__Data shown__
○ ○ ○ ○ ○ ○ ○

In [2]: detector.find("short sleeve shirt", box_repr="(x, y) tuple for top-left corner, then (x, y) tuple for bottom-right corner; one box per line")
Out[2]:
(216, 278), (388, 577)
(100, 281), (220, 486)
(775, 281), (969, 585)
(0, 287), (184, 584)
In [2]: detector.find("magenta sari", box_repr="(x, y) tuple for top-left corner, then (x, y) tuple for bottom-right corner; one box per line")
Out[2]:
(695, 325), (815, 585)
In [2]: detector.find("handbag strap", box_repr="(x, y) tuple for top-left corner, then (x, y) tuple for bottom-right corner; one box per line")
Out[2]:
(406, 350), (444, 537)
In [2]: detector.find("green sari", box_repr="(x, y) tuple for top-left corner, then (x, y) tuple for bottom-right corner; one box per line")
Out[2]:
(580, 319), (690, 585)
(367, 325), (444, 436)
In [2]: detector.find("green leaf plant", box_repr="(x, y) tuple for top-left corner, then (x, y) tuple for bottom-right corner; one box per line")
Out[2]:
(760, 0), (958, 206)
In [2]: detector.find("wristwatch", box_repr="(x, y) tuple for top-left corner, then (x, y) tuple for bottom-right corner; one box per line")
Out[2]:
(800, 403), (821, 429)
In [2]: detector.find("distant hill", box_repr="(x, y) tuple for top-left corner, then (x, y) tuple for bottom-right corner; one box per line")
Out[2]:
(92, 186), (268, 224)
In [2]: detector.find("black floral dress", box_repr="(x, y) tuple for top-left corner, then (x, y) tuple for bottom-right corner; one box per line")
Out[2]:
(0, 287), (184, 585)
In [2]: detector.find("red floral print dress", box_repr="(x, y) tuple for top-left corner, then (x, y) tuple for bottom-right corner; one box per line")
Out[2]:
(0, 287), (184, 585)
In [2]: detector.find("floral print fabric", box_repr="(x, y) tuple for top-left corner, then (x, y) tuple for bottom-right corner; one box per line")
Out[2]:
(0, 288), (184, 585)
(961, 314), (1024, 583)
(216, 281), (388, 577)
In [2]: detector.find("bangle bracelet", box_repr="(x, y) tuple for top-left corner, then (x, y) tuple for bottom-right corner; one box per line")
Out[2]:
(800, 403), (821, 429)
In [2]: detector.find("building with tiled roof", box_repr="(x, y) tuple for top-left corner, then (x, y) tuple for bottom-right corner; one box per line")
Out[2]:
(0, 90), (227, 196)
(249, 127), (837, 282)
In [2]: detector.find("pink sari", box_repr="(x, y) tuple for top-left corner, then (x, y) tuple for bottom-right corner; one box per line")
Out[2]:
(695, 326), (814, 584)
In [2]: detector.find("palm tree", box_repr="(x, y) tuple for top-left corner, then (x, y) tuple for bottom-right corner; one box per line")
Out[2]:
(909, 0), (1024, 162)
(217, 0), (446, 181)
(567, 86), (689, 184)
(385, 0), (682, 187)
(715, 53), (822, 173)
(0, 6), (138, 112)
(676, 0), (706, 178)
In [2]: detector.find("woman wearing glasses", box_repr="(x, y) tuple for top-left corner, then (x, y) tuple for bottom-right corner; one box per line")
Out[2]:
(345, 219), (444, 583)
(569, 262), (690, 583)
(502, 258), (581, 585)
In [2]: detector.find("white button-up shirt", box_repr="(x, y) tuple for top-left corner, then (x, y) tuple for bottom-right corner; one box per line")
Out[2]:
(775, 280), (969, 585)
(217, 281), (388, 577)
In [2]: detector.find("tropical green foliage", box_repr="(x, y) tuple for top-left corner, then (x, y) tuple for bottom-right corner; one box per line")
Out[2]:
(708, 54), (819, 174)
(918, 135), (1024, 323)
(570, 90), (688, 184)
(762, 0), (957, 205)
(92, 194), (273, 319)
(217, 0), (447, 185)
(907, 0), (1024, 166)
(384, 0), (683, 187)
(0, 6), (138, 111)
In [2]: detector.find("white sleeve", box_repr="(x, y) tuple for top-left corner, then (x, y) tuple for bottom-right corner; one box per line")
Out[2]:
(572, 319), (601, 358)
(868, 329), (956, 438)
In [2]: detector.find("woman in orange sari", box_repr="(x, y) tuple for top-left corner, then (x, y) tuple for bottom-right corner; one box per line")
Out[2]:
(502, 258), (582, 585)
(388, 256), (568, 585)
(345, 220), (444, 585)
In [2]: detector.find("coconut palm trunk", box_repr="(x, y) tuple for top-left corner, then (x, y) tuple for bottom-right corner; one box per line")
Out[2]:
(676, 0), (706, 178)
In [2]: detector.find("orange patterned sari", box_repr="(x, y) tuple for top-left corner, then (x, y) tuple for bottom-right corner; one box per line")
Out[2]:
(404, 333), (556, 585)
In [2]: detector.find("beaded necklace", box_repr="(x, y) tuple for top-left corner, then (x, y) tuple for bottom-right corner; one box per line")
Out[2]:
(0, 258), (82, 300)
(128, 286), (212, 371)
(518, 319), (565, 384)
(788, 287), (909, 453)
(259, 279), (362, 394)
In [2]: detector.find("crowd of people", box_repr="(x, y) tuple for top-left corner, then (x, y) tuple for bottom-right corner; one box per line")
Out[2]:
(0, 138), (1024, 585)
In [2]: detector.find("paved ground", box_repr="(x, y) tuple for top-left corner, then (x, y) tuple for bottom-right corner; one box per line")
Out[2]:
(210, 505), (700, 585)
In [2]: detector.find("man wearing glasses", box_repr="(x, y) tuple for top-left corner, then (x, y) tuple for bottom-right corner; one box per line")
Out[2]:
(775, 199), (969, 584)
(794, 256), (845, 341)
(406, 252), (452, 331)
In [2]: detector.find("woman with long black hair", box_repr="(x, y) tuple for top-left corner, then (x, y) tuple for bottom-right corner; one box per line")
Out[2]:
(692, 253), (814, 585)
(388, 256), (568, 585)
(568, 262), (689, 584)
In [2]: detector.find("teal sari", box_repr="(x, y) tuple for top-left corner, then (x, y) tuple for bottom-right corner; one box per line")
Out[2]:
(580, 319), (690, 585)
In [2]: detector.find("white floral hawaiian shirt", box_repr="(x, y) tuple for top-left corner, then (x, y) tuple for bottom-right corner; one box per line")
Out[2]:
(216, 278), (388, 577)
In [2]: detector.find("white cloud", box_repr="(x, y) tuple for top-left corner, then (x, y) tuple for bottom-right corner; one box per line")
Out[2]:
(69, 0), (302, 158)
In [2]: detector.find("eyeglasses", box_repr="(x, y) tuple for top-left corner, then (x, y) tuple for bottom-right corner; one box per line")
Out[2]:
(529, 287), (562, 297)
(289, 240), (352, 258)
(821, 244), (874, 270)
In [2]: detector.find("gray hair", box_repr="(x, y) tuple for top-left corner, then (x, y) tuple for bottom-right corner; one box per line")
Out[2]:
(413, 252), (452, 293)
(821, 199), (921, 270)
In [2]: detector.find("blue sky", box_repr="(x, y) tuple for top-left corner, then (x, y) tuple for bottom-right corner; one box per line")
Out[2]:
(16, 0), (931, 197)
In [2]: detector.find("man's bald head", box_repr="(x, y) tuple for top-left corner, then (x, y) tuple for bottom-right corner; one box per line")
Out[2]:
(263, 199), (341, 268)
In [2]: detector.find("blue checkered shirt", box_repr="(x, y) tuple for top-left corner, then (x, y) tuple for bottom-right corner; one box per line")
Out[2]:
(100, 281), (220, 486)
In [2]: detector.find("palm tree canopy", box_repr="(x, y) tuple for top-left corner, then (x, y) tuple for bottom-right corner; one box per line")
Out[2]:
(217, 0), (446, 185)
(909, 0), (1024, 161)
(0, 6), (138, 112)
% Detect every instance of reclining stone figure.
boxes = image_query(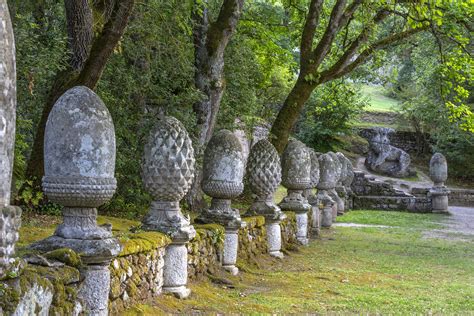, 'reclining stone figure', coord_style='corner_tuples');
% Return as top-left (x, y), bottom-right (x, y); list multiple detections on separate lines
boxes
(365, 127), (411, 178)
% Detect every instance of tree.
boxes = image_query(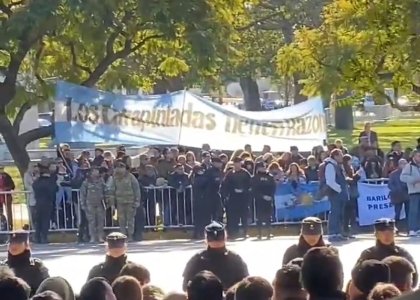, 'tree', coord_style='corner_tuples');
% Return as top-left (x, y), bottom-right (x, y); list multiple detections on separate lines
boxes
(277, 0), (420, 126)
(0, 0), (249, 174)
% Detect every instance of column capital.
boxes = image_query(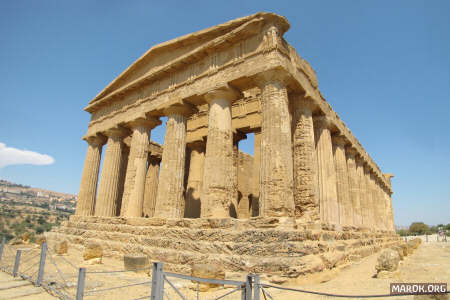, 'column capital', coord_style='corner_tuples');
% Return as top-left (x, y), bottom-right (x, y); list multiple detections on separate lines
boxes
(83, 134), (107, 146)
(290, 94), (317, 112)
(345, 145), (358, 159)
(383, 173), (394, 184)
(204, 84), (241, 104)
(313, 116), (332, 129)
(187, 141), (206, 152)
(103, 126), (130, 138)
(233, 130), (247, 143)
(126, 117), (161, 130)
(255, 69), (290, 88)
(355, 154), (365, 167)
(163, 101), (197, 117)
(331, 135), (349, 147)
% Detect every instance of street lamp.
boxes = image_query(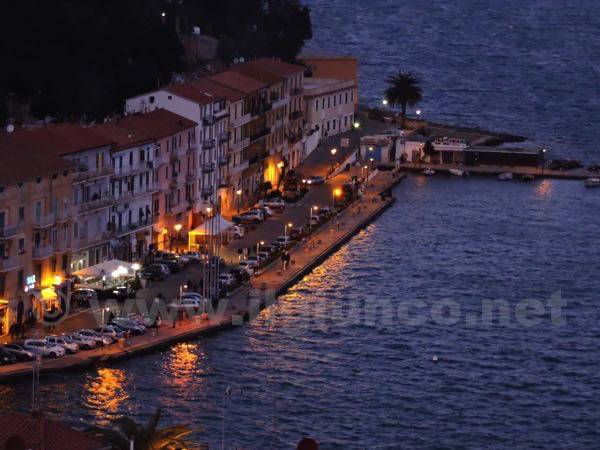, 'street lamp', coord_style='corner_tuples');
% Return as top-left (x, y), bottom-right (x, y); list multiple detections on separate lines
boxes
(283, 222), (294, 237)
(235, 189), (242, 214)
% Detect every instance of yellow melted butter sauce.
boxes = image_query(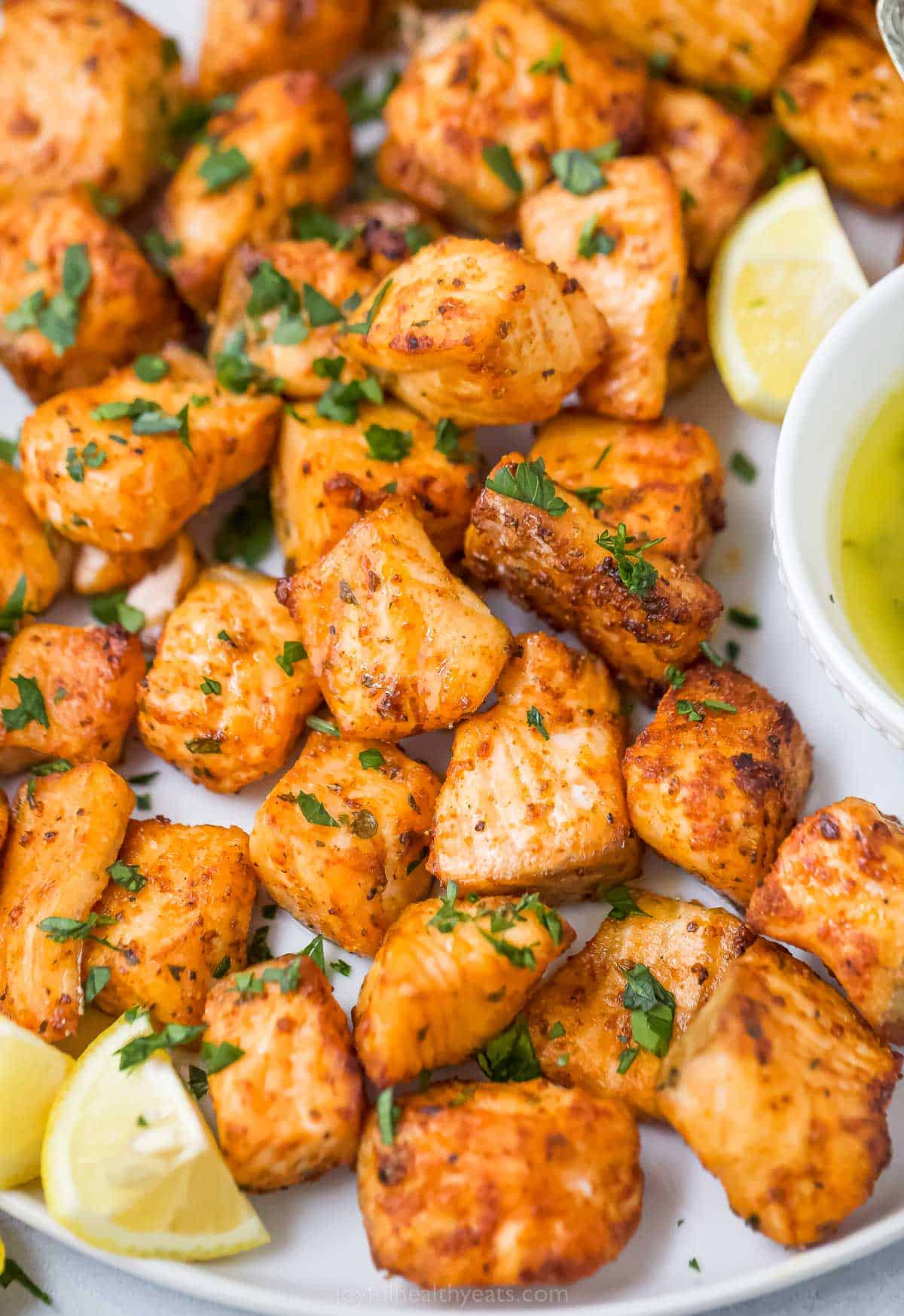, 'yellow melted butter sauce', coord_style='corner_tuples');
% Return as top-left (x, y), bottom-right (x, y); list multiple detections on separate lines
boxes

○ ○ ○ ○ ○ ○ ○

__Aim of the task__
Pull out every line of the records that contains the string "orange".

__Response__
In [2]: detector.find("woman in orange sari", box_repr="(x, y) tuple for top-left corner, then (x, y) tuple for bottom-right corner; one box per line")
In [2]: detector.find("orange patterned sari", box_repr="(x, y) tuple for top-left corner, then (x, y) tuple for bottom-right corner; one box per line")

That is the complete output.